» To do: All of the material below is to be returned exactly.

» Point annotation dataset records:
******************************

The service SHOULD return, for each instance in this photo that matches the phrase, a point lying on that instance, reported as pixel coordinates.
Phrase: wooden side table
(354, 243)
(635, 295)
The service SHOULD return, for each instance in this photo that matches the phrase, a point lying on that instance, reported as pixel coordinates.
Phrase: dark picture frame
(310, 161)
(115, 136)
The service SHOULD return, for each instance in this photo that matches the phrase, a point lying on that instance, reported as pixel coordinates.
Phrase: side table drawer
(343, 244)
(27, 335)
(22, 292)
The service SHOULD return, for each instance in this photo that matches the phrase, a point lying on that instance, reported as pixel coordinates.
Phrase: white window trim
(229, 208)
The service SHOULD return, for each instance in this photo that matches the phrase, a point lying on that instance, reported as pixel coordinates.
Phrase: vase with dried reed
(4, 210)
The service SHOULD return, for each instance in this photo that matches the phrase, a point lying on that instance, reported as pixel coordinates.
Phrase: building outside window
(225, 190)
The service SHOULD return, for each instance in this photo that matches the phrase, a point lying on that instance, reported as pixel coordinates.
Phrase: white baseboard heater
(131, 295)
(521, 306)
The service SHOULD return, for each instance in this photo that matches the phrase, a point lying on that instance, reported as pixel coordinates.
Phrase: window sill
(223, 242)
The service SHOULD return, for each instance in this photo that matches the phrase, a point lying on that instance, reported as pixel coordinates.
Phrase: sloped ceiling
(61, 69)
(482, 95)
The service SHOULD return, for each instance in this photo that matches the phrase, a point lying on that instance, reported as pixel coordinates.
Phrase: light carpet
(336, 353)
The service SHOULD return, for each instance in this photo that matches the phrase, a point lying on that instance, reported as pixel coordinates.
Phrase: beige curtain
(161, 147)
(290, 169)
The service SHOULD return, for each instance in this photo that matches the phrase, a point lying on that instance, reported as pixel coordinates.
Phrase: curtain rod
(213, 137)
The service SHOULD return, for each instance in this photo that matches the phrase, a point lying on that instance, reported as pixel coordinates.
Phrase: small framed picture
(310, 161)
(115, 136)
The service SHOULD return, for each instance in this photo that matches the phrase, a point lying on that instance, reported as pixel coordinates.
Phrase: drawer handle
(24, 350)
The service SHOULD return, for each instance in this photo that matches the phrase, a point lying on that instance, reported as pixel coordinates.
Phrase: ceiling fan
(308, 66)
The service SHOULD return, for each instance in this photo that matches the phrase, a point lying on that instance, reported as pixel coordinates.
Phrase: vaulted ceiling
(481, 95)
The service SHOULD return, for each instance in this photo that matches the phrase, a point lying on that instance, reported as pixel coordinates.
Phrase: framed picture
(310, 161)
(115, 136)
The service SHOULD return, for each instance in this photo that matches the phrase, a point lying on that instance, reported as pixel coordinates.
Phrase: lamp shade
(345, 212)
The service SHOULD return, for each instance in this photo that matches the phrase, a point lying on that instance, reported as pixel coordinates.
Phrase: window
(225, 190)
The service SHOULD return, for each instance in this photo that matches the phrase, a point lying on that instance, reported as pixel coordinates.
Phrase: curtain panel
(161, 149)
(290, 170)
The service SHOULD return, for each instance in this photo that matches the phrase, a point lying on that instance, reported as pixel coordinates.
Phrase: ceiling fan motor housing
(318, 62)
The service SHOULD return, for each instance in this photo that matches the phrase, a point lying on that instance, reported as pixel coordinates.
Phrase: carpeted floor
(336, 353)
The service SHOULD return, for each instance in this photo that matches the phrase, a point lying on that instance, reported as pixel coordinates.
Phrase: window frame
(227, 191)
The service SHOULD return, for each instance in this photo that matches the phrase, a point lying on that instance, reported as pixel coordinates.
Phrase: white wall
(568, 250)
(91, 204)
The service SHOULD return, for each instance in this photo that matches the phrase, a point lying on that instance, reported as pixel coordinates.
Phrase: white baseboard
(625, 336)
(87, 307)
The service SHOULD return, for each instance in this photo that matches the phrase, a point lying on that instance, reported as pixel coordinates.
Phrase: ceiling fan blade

******************************

» Full solution:
The service SHOULD return, for each instance in this photo that matches the phrase, a point lying on that instance, reported as pixel coordinates.
Phrase: wooden side table
(354, 243)
(635, 295)
The service SHOULD return, for each instance in this photo that matches the phrase, a point lying on that instance, reported as pixel coordinates.
Phrase: dark picture frame
(310, 161)
(115, 136)
The service SHOULD return, for each instance in this photo that matches the phrase, a point lying on that instance, reported as pixel coordinates.
Phrase: side table drawer
(343, 244)
(27, 335)
(22, 292)
The service SHOULD return, for each instance in this photo that matches the phrase, a point lying on that instance, reported as pixel coordinates.
Phrase: white window trim
(229, 208)
The service SHOULD return, for each instance in this photo that matches the phrase, a point lying on that instance, reported as pixel coordinates.
Phrase: vase with dried reed
(4, 210)
The service SHOULD return, for each instance in this photo that matches the phrase, a point lying on that instance, reported as pixel coordinates.
Phrase: building outside window
(225, 190)
The service SHOULD return, for each instance in this photo that matches the phrase, a point lying on that instance, reported as pixel coordinates.
Phrase: white baseboard heater
(131, 295)
(521, 306)
The service SHOULD return, for each instance in this photo that matches the phrase, a point lying on that instance, reported as pixel coordinates.
Phrase: window sill
(223, 242)
The service SHOULD return, for each instance in this photo that matches the phrase, a point lying on that instance, reported as pixel coordinates.
Phrase: sloped ceiling
(61, 69)
(482, 95)
The service SHOULD return, for each instance in this photo that matches the phrase, a point lying on that instance, reported as pixel coordinates.
Phrase: light carpet
(336, 353)
The service SHOULD return, for each instance in this photo that matches the phrase, a point lying on that instance, reported as pixel coordinates.
Phrase: beige curtain
(161, 147)
(290, 169)
The service SHOULD return, for each instance in this photo that matches the phrase, a point lying on that instance, reported as pixel coordinates.
Phrase: curtain rod
(213, 137)
The service SHOULD return, for each instance in this photo that matches the phrase, a point lying on that instance, reported as pixel coordinates.
Phrase: small framed picture
(310, 161)
(115, 136)
The service SHOULD return, for each instance in this photo that matches the phrase, a point lying on that instance, reported as pixel coordinates.
Phrase: drawer handle
(24, 350)
The service SHOULD return, for each instance in this photo that matches the phrase, a point lying on that instance, reported as pixel coordinates.
Phrase: ceiling fan
(308, 66)
The service SHOULD return, for each instance in this photo that matches the phrase, a point lying on that instance, reported as pixel coordinates.
Phrase: vaulted ceiling
(481, 95)
The service SHOULD return, for each instance in this photo that matches the phrase, a point lying on that instance, reported as pixel coordinates.
Phrase: framed picture
(310, 161)
(115, 136)
The service SHOULD return, for each instance in this photo that matches the phrase, a point lying on that instance, reported as pixel coordinates.
Phrase: lamp shade
(345, 212)
The service SHOULD return, for each instance in this photo that matches the phrase, a point lying on that instance, reported as pixel coordinates.
Phrase: window
(225, 190)
The service SHOULD return, for each instance in this photo that matches the phrase, a point lying on that instance, reported as pixel coordinates.
Phrase: curtain panel
(161, 149)
(290, 170)
The service SHOULD return, for each instance in this photo that matches the phrase, a point lying on that instance, reported as pixel coordinates.
Phrase: ceiling fan motor housing
(318, 62)
The service SHOULD return, for each instance in this photo that matches the phrase, a point lying on that instance, reported as pixel coordinates.
Phrase: carpeted floor
(336, 353)
The service SHOULD return, for each instance in this photo that matches the phrase, a point lying on that instance, reported as pixel coordinates.
Phrase: window frame
(227, 191)
The service SHOULD return, for each instance in this photo that matches the phrase, a point lying on that instance, reported as pixel coordinates.
Phrase: white wall
(568, 250)
(91, 204)
The service SHOULD return, for each instance in this photo that matches the phrase, a point lying on that instance, reported as pixel coordinates.
Phrase: white baseboard
(625, 336)
(87, 307)
The service SHOULD return, for each instance in this photo that matches the phrase, a point lying on that instance, reported as pixel coordinates.
Phrase: ceiling fan blade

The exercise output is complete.